Aim: Write out exactly, with no other output, the lines below from the one that contains "indicate the white wall with a point" through the end.
++++++++++++++++++++
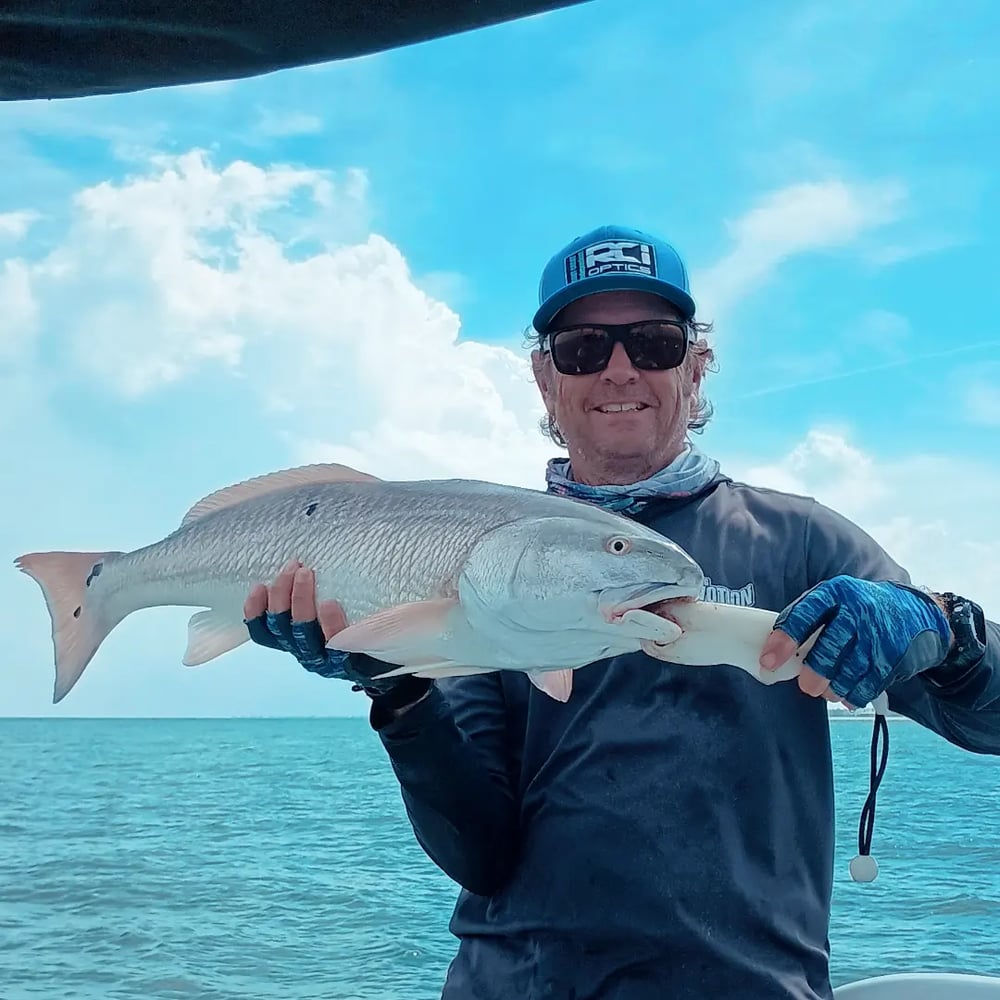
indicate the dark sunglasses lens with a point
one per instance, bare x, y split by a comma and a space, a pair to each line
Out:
581, 350
656, 346
652, 346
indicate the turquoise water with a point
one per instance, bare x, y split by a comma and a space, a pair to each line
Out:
263, 859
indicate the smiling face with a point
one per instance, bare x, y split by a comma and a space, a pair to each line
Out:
622, 424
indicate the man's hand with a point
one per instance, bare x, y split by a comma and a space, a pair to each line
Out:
285, 615
872, 634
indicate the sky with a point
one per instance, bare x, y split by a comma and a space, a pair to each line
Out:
338, 262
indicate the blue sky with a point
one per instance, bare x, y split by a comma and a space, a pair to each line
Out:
202, 284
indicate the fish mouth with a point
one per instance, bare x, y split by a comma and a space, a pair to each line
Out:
615, 602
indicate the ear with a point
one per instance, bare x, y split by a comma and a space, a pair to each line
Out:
542, 370
696, 361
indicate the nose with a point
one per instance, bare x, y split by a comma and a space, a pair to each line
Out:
620, 369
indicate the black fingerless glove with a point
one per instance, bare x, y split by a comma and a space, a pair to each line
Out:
304, 640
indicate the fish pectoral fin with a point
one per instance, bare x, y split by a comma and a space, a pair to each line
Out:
407, 630
557, 684
210, 634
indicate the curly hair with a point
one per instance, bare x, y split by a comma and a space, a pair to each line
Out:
701, 408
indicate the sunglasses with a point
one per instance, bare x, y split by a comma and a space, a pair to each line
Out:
653, 345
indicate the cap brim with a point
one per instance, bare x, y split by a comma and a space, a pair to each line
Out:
612, 283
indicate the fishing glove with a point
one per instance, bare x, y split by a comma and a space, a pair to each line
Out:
304, 640
876, 634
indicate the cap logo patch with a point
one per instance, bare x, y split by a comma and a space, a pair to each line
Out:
609, 256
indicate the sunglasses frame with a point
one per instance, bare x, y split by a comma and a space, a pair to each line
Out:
620, 333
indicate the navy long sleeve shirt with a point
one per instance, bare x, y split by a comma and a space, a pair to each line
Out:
670, 830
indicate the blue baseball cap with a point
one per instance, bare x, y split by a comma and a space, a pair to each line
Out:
612, 258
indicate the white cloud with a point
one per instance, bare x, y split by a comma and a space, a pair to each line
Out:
799, 218
914, 506
192, 269
269, 282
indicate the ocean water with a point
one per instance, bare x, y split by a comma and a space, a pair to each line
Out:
262, 859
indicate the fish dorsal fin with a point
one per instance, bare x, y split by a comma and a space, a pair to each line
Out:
271, 482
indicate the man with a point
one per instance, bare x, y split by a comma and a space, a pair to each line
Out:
669, 831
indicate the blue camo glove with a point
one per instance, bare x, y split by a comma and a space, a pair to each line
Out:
304, 640
875, 634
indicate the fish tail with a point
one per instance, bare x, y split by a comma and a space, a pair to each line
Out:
79, 624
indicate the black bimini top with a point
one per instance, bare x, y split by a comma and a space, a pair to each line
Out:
77, 48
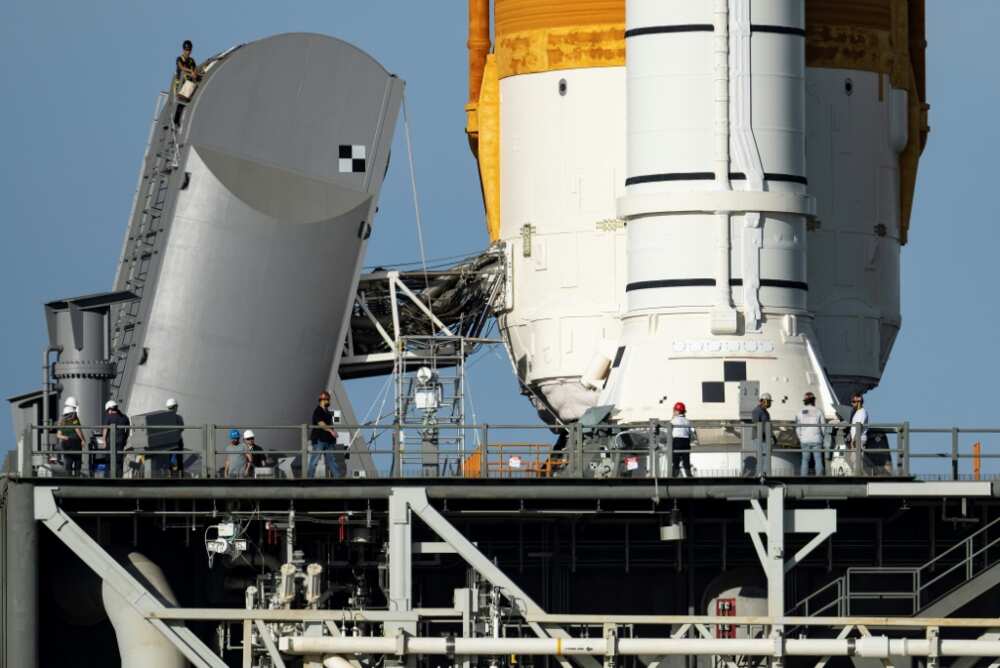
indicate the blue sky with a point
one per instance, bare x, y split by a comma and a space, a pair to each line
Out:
82, 77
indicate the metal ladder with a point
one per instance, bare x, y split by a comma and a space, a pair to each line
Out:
145, 238
925, 584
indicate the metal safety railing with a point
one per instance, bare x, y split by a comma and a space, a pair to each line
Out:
913, 587
720, 449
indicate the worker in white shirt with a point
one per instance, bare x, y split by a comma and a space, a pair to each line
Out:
859, 430
681, 435
809, 428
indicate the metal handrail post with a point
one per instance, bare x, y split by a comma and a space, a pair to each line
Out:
670, 450
113, 447
769, 449
904, 437
484, 448
954, 453
577, 436
758, 444
968, 558
209, 434
653, 430
304, 446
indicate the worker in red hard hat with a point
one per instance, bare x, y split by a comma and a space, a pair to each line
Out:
682, 432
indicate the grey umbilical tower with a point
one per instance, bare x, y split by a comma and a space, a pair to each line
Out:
248, 230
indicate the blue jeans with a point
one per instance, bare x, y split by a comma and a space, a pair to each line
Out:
333, 459
808, 450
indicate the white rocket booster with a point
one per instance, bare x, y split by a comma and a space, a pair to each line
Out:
716, 204
667, 236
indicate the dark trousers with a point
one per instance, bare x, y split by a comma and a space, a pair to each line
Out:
72, 461
682, 455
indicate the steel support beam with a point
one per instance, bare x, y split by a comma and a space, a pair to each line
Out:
400, 571
416, 499
135, 594
272, 649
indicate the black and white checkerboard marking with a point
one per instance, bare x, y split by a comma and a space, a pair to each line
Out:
352, 158
714, 391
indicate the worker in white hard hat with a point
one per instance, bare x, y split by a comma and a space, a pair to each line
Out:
115, 433
176, 461
71, 438
254, 453
809, 427
680, 435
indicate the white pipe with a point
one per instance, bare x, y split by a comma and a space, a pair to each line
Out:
141, 645
867, 647
724, 317
748, 161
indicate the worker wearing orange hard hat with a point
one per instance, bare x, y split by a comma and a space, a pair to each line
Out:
681, 432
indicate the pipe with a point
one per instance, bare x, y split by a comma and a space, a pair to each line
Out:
867, 647
20, 576
44, 439
723, 320
140, 644
614, 489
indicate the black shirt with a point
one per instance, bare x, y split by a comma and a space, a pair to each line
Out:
121, 423
185, 62
760, 414
320, 414
257, 456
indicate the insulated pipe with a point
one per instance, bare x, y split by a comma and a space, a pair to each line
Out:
868, 647
478, 45
724, 319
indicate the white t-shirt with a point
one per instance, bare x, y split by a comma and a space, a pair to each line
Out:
860, 432
682, 427
808, 423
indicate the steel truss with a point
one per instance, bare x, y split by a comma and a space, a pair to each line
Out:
400, 621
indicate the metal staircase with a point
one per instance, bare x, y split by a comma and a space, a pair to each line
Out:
936, 588
144, 241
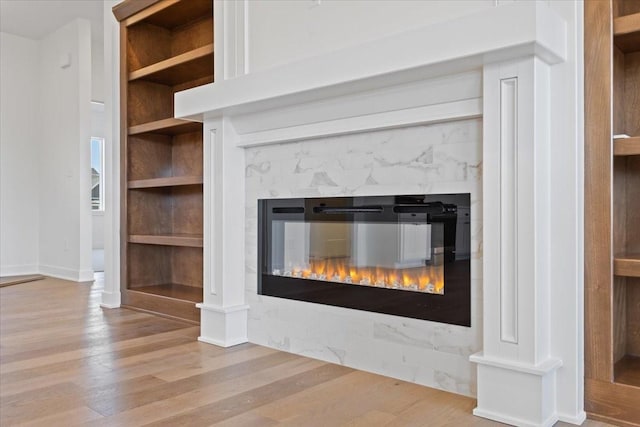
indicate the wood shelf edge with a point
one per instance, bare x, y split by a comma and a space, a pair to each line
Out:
627, 265
626, 24
174, 61
193, 241
163, 124
172, 181
626, 146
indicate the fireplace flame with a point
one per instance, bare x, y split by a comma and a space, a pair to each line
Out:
428, 279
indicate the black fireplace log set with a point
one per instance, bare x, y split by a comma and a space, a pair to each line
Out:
404, 255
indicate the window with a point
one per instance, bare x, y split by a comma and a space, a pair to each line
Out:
97, 175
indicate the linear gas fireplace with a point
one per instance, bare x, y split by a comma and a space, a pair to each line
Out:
401, 255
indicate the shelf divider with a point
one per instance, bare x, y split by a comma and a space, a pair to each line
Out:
627, 265
181, 68
169, 126
171, 181
626, 146
626, 31
189, 240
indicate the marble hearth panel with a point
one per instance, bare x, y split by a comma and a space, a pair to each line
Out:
437, 158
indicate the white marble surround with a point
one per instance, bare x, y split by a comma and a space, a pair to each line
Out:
405, 114
430, 159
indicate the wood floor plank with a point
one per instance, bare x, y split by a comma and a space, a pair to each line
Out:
65, 361
208, 394
236, 405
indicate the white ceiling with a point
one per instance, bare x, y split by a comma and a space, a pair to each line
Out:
35, 19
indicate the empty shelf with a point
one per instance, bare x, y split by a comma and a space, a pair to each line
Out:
170, 126
190, 240
627, 265
172, 181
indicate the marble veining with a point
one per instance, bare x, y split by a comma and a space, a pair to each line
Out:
437, 158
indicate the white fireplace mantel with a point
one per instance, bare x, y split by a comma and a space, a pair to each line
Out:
496, 64
514, 30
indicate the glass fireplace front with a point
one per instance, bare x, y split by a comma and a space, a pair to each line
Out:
402, 255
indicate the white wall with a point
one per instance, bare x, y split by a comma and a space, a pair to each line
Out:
65, 211
19, 181
111, 293
97, 70
282, 31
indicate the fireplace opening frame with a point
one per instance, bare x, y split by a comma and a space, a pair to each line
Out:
451, 307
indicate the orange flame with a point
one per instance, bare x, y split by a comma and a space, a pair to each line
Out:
423, 279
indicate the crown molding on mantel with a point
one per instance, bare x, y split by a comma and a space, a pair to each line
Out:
509, 31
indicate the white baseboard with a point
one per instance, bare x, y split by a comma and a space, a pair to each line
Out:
223, 326
577, 420
18, 270
514, 421
66, 273
111, 299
++++++++++++++++++++
Result:
indicate the white wall with a point
one per instance, bare x, y split by a comma and a space, a pair to each line
Out:
65, 211
19, 181
111, 293
97, 70
282, 31
indicate the fireplace opening frame with a point
one per instance, bare x, y split by a comma and a space, a pair to each line
Out:
451, 307
indicate the orange flame with a point
one per instance, bare x, y split by a comma and a space, a pair to each line
Out:
423, 279
indicate the crown molding on mantel with a point
one per instance, bare x, y split by a comma and a space, a pair to each line
Out:
509, 31
indicate the white baseboard with a point
one per instance, bare x, y split by a comma and a space, a pair to each line
Out:
223, 326
577, 420
18, 270
514, 421
66, 273
111, 299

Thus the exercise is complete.